### [EXERCISE INSTRUCTIONS]
Please give again, word for word, the line that contains "Detect the white quilted coverlet." and every line after it to the end of the data, with no other lines.

──────── THE RECORDS ────────

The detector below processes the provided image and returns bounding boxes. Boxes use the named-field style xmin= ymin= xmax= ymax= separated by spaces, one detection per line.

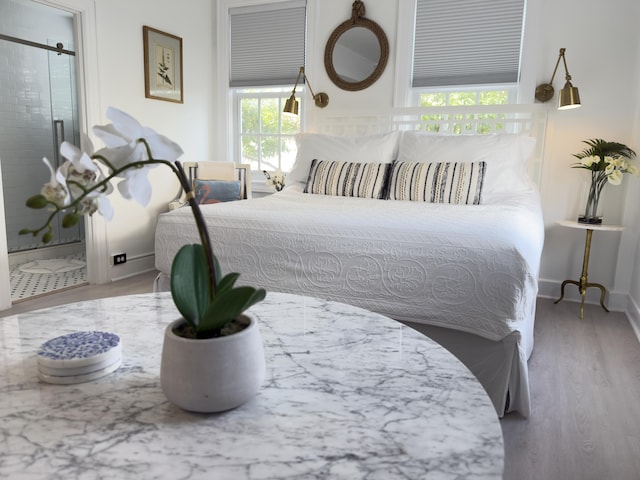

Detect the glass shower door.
xmin=0 ymin=38 xmax=82 ymax=253
xmin=47 ymin=45 xmax=83 ymax=246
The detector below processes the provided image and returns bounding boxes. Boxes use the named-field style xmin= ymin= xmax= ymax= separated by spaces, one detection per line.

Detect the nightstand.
xmin=554 ymin=220 xmax=624 ymax=319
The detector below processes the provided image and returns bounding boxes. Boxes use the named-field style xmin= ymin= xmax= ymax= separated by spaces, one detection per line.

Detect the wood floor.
xmin=1 ymin=273 xmax=639 ymax=479
xmin=501 ymin=298 xmax=640 ymax=480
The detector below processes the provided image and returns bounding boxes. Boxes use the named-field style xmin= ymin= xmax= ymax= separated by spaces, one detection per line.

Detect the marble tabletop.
xmin=0 ymin=292 xmax=503 ymax=479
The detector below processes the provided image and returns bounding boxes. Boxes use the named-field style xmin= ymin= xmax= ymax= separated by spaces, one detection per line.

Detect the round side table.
xmin=554 ymin=220 xmax=624 ymax=319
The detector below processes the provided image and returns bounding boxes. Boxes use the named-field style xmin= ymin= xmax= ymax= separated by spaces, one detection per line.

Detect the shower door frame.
xmin=0 ymin=0 xmax=107 ymax=310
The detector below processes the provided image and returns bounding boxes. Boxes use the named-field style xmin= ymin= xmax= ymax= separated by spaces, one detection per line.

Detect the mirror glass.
xmin=331 ymin=27 xmax=380 ymax=83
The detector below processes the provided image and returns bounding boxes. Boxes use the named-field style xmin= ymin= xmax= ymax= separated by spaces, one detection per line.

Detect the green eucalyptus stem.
xmin=174 ymin=160 xmax=218 ymax=298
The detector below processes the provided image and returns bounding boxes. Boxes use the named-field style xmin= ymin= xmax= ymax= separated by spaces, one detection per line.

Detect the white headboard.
xmin=310 ymin=104 xmax=548 ymax=187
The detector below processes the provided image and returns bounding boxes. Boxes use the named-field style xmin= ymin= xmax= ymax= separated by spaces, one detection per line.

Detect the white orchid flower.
xmin=59 ymin=141 xmax=115 ymax=219
xmin=118 ymin=167 xmax=153 ymax=207
xmin=92 ymin=107 xmax=183 ymax=207
xmin=92 ymin=106 xmax=183 ymax=164
xmin=40 ymin=157 xmax=69 ymax=207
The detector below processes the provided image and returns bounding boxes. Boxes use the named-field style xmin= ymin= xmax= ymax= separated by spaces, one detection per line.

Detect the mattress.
xmin=154 ymin=186 xmax=544 ymax=350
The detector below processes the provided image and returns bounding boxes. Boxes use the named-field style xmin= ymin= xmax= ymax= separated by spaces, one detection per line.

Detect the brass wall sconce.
xmin=535 ymin=48 xmax=581 ymax=109
xmin=283 ymin=66 xmax=329 ymax=115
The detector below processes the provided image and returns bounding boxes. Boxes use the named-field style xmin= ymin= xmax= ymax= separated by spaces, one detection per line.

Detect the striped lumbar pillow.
xmin=304 ymin=159 xmax=392 ymax=199
xmin=387 ymin=161 xmax=486 ymax=204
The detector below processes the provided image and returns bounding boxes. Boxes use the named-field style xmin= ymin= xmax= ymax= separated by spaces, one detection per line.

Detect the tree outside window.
xmin=237 ymin=88 xmax=301 ymax=173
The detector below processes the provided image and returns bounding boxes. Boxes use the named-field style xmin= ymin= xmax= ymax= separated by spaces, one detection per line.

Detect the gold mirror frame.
xmin=324 ymin=1 xmax=389 ymax=92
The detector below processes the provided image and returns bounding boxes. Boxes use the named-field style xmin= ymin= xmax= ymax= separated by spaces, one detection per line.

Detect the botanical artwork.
xmin=143 ymin=26 xmax=183 ymax=103
xmin=155 ymin=45 xmax=174 ymax=88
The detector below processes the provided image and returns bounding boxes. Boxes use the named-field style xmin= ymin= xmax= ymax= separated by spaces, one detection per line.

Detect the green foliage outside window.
xmin=418 ymin=89 xmax=509 ymax=134
xmin=239 ymin=92 xmax=300 ymax=172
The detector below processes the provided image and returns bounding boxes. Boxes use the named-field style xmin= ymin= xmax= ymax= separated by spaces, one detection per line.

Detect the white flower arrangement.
xmin=263 ymin=169 xmax=286 ymax=191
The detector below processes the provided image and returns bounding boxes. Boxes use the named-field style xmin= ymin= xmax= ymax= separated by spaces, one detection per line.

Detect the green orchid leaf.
xmin=216 ymin=272 xmax=240 ymax=296
xmin=170 ymin=244 xmax=211 ymax=328
xmin=198 ymin=286 xmax=267 ymax=335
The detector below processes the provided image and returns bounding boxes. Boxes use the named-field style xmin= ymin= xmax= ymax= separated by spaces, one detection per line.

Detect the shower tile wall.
xmin=0 ymin=0 xmax=78 ymax=252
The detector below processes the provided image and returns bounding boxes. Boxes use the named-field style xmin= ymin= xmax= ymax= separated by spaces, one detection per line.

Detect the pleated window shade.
xmin=229 ymin=1 xmax=306 ymax=87
xmin=412 ymin=0 xmax=525 ymax=88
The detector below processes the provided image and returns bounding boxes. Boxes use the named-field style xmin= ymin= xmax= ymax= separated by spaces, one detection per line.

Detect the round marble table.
xmin=0 ymin=292 xmax=503 ymax=479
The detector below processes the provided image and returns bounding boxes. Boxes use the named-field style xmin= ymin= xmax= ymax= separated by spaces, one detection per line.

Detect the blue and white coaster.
xmin=37 ymin=331 xmax=122 ymax=384
xmin=37 ymin=358 xmax=122 ymax=385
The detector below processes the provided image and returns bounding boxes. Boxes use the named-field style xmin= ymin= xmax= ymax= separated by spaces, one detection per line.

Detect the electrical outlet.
xmin=113 ymin=253 xmax=127 ymax=265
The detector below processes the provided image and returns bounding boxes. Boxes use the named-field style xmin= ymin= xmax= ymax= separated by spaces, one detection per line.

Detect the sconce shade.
xmin=283 ymin=94 xmax=299 ymax=115
xmin=558 ymin=82 xmax=581 ymax=109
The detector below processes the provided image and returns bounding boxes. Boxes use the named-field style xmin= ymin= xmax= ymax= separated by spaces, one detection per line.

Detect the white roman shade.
xmin=412 ymin=0 xmax=525 ymax=87
xmin=229 ymin=0 xmax=306 ymax=87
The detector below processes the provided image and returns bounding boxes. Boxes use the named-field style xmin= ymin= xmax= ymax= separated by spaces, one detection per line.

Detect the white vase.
xmin=160 ymin=315 xmax=266 ymax=413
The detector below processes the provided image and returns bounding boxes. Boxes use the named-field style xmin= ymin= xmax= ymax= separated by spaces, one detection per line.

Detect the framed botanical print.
xmin=143 ymin=26 xmax=183 ymax=103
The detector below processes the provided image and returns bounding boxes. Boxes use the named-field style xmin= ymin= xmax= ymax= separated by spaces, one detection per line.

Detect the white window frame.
xmin=232 ymin=86 xmax=304 ymax=178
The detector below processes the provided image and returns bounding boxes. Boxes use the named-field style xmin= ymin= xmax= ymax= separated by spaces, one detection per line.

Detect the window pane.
xmin=241 ymin=98 xmax=259 ymax=133
xmin=261 ymin=98 xmax=279 ymax=134
xmin=420 ymin=93 xmax=446 ymax=107
xmin=448 ymin=92 xmax=477 ymax=106
xmin=282 ymin=102 xmax=301 ymax=134
xmin=479 ymin=90 xmax=508 ymax=105
xmin=281 ymin=136 xmax=297 ymax=172
xmin=241 ymin=135 xmax=260 ymax=170
xmin=260 ymin=135 xmax=281 ymax=170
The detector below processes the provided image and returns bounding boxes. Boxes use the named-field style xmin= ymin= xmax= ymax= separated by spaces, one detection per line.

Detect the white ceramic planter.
xmin=160 ymin=315 xmax=266 ymax=413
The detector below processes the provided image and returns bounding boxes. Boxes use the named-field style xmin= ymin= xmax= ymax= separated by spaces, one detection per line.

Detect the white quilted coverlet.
xmin=155 ymin=187 xmax=544 ymax=344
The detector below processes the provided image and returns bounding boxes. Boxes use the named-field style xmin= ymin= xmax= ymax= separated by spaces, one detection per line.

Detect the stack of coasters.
xmin=37 ymin=331 xmax=122 ymax=385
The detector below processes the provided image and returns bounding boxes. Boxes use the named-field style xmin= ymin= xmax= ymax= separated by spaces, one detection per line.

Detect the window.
xmin=410 ymin=0 xmax=525 ymax=132
xmin=235 ymin=87 xmax=301 ymax=172
xmin=228 ymin=1 xmax=306 ymax=174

────────

### [WRITTEN ANSWER]
Detect the white quilted coverlet.
xmin=155 ymin=187 xmax=544 ymax=344
The detector below processes the provided image and returns bounding boxes. Boxes use the named-field style xmin= ymin= xmax= ymax= separated by spaces, one detection per line.

Detect the stack of coasters.
xmin=37 ymin=331 xmax=122 ymax=385
The detector below processes the provided image and returns bounding boxes. Boxes use the named-field style xmin= ymin= xmax= ymax= separated by spaces, one detection per line.

Detect the window.
xmin=410 ymin=0 xmax=525 ymax=132
xmin=235 ymin=87 xmax=301 ymax=172
xmin=228 ymin=1 xmax=306 ymax=174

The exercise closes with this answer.